## Problem to solve
Please update the stretch of rows from the line containing "318, one pair per line." through the line containing "column 79, row 299", changing "chair backrest" to "seat back" and leaving everything else unchanged. Return only those lines.
— start of Stored records —
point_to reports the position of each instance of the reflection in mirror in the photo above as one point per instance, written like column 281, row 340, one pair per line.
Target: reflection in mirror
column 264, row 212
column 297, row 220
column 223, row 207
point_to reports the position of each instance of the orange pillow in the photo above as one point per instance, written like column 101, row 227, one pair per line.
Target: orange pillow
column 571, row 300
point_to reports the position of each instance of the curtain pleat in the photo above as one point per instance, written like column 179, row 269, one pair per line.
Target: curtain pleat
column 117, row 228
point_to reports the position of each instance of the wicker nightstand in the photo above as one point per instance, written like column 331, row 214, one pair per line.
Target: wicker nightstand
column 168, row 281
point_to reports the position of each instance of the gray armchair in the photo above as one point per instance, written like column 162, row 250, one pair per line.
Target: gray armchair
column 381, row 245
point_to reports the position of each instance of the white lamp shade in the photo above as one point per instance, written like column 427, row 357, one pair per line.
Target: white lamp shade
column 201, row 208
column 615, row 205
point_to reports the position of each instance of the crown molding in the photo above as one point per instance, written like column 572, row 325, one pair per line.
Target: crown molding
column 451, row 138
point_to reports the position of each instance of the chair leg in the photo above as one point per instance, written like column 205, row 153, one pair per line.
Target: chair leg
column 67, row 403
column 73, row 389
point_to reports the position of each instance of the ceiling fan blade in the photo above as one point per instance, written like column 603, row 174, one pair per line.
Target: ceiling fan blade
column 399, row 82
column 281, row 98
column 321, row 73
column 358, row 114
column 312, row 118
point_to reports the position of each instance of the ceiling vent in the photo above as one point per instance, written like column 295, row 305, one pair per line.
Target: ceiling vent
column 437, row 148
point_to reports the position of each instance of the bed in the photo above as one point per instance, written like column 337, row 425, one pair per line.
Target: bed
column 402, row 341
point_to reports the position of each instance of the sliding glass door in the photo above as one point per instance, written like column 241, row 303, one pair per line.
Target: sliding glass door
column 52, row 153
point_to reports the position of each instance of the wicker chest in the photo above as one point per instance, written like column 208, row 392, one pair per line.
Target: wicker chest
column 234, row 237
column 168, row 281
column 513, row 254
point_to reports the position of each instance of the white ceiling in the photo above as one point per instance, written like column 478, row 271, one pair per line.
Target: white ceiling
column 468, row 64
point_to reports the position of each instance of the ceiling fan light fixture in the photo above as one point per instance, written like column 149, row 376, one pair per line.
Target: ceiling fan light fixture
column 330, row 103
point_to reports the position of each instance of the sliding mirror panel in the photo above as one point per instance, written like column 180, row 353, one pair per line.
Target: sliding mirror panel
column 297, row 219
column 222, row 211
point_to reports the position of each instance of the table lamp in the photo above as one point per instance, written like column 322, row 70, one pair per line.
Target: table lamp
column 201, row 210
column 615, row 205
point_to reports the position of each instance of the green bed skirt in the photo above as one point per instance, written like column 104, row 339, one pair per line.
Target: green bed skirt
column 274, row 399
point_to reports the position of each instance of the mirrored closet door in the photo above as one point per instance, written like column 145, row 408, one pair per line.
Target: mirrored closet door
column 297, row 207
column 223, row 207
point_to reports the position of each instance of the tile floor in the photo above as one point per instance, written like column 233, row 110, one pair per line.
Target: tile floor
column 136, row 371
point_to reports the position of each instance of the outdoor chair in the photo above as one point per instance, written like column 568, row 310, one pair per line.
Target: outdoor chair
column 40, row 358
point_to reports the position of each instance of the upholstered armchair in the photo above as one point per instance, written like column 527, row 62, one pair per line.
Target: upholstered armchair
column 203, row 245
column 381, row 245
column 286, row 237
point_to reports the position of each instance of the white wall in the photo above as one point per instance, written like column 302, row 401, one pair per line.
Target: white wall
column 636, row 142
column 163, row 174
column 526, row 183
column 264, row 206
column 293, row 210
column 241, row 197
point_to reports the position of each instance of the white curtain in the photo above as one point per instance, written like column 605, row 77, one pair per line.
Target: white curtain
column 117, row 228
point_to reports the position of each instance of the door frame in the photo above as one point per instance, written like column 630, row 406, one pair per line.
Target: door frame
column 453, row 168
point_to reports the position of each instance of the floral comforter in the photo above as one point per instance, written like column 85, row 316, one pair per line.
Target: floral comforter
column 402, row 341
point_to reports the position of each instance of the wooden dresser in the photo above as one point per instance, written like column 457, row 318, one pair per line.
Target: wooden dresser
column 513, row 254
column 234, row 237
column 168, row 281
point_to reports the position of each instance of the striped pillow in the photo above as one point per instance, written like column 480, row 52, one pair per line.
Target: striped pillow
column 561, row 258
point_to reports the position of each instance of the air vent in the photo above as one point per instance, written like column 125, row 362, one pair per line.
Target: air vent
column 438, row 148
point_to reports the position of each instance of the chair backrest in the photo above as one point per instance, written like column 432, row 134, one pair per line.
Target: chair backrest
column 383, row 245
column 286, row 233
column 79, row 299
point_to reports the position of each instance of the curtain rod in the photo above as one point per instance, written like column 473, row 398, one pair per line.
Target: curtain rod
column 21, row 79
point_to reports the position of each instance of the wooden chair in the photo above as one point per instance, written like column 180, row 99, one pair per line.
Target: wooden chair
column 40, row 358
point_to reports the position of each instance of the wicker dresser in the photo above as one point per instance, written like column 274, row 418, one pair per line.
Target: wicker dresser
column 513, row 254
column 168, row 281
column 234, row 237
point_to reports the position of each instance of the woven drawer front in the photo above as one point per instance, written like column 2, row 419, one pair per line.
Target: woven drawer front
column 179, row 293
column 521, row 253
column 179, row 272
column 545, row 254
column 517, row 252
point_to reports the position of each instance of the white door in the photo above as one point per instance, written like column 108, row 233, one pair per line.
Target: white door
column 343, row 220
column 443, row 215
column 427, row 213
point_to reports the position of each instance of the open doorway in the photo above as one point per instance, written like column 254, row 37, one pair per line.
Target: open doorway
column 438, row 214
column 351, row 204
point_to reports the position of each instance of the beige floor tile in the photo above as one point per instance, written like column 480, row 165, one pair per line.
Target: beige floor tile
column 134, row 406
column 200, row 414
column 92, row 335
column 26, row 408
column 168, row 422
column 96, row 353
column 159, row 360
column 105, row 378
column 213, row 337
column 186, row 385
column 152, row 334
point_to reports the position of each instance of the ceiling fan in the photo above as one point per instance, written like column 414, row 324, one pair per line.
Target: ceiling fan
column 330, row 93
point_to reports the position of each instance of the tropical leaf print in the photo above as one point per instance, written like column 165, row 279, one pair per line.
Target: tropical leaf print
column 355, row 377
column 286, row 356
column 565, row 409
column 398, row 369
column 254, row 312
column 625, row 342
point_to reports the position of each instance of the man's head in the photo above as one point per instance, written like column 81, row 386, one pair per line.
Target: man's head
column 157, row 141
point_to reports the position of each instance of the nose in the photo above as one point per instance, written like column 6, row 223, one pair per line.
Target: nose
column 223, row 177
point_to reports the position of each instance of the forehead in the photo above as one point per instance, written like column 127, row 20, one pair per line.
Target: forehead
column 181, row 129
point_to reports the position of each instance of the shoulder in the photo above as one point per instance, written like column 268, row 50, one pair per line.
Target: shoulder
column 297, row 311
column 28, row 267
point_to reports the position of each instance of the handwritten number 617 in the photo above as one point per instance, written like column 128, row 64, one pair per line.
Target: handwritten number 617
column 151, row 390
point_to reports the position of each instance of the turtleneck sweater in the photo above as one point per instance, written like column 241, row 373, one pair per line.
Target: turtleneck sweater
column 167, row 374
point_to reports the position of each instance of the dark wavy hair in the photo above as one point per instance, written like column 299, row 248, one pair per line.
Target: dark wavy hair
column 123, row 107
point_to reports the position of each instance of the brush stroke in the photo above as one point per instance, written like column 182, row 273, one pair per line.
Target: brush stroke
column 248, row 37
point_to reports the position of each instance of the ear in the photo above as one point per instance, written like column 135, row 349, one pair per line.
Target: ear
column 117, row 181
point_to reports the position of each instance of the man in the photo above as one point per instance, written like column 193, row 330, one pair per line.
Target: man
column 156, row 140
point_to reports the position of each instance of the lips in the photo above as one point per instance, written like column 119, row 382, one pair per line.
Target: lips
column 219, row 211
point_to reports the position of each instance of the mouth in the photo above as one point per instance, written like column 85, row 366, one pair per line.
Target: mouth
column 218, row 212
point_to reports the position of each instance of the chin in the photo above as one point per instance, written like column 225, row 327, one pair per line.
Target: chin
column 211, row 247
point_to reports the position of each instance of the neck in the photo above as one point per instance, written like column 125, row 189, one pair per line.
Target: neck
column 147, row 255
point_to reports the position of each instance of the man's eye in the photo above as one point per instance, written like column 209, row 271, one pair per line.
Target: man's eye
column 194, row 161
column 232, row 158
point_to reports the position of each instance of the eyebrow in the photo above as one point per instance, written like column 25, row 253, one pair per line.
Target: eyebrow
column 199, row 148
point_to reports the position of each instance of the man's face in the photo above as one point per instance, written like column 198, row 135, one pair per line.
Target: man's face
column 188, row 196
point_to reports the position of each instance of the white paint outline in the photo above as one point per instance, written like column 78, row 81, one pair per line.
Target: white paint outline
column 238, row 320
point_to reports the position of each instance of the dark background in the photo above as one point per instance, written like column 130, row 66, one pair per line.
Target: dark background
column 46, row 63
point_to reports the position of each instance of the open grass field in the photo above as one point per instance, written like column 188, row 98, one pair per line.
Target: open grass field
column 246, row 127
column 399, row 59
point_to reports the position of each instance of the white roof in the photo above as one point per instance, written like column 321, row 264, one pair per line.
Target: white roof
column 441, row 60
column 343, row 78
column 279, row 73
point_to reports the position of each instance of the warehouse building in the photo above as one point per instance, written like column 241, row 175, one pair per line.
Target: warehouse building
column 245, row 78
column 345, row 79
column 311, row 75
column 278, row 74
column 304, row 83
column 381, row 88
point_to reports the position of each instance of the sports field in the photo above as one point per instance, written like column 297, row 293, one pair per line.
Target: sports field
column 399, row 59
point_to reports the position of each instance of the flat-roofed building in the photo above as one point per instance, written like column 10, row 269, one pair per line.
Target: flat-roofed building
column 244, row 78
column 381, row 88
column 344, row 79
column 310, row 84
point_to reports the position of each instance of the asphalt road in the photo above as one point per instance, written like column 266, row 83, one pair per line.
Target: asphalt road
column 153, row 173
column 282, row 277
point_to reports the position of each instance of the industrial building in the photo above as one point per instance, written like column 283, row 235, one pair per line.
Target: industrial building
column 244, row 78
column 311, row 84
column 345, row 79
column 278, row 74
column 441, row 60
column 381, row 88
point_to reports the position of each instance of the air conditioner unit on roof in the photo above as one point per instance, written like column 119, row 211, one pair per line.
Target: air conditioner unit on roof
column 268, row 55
— end of Stored records —
## Solution to the problem
point_to reports the position of each instance of the wooden dresser in the photo above as one point per instance, written like column 457, row 318, one pair per line.
Target: wooden dresser
column 513, row 254
column 234, row 237
column 168, row 281
point_to reports the position of each instance of the striped pillow in the photo above as one point per instance, written like column 480, row 52, one pair per line.
Target: striped pillow
column 561, row 258
point_to reports the position of each instance of the air vent in the photo above as one point per instance, written like column 125, row 362, one pair per line.
Target: air vent
column 438, row 148
point_to reports the position of each instance of the seat back in the photo above as one point per instance, written like column 432, row 134, one pair per line.
Target: seat back
column 383, row 245
column 286, row 233
column 79, row 299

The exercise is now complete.